### Items

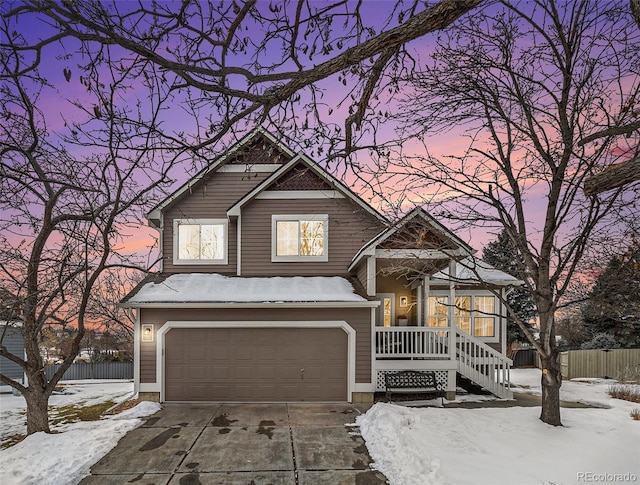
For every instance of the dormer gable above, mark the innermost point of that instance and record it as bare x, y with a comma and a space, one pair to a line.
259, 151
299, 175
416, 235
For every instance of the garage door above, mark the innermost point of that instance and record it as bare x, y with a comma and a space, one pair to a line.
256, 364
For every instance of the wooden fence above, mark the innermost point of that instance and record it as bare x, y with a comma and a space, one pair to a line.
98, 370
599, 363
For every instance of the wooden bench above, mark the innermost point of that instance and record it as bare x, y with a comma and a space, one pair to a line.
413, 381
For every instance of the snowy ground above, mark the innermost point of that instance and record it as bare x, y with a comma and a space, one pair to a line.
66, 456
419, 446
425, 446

* * *

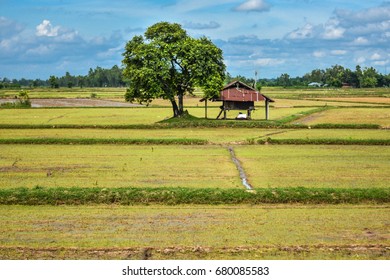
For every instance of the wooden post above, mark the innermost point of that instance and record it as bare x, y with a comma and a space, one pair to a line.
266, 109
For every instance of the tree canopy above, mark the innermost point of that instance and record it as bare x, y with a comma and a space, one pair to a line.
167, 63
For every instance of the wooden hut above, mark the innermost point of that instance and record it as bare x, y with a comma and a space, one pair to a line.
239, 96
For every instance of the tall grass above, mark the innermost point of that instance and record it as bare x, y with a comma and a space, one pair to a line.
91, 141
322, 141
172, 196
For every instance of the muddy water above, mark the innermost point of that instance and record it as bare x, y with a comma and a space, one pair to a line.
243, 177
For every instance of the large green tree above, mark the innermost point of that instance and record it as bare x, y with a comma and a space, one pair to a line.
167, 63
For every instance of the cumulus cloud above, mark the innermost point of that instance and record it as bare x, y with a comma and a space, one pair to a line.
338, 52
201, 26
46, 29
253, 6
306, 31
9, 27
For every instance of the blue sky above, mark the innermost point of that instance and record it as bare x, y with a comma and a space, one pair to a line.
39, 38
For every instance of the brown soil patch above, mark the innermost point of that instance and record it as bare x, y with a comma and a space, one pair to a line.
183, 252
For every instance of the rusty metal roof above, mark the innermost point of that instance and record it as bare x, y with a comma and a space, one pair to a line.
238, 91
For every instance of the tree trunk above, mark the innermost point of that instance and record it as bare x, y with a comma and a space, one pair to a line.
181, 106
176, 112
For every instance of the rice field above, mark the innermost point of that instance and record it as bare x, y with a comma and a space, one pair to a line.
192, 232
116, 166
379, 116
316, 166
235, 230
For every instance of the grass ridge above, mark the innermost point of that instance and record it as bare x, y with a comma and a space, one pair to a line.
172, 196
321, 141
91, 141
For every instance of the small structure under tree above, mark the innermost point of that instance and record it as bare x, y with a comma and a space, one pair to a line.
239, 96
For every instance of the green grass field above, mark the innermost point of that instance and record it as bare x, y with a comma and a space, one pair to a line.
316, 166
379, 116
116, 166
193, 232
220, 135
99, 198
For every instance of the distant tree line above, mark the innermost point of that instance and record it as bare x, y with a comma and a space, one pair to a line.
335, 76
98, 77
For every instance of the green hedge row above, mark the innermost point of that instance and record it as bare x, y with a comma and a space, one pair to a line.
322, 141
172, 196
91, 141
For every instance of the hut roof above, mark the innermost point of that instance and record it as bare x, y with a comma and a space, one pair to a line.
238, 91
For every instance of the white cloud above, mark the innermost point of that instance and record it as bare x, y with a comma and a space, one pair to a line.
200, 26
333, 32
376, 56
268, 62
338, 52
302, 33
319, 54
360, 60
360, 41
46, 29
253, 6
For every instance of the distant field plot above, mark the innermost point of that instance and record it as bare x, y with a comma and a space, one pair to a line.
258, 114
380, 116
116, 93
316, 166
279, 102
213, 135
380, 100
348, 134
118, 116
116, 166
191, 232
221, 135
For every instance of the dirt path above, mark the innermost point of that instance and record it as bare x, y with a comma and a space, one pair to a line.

### Required work
Select and copy every row above that contains the string "cloud".

### Solution to this problem
For every instance of the cumulus cloud above, mark the innermost point of that instance and record it as bare x, y with a comma and a space, one pair to a line.
For every instance of the white cloud above, mark the innermost point of that instance and record it as bare x, y with a comma and a space, one pair to a line.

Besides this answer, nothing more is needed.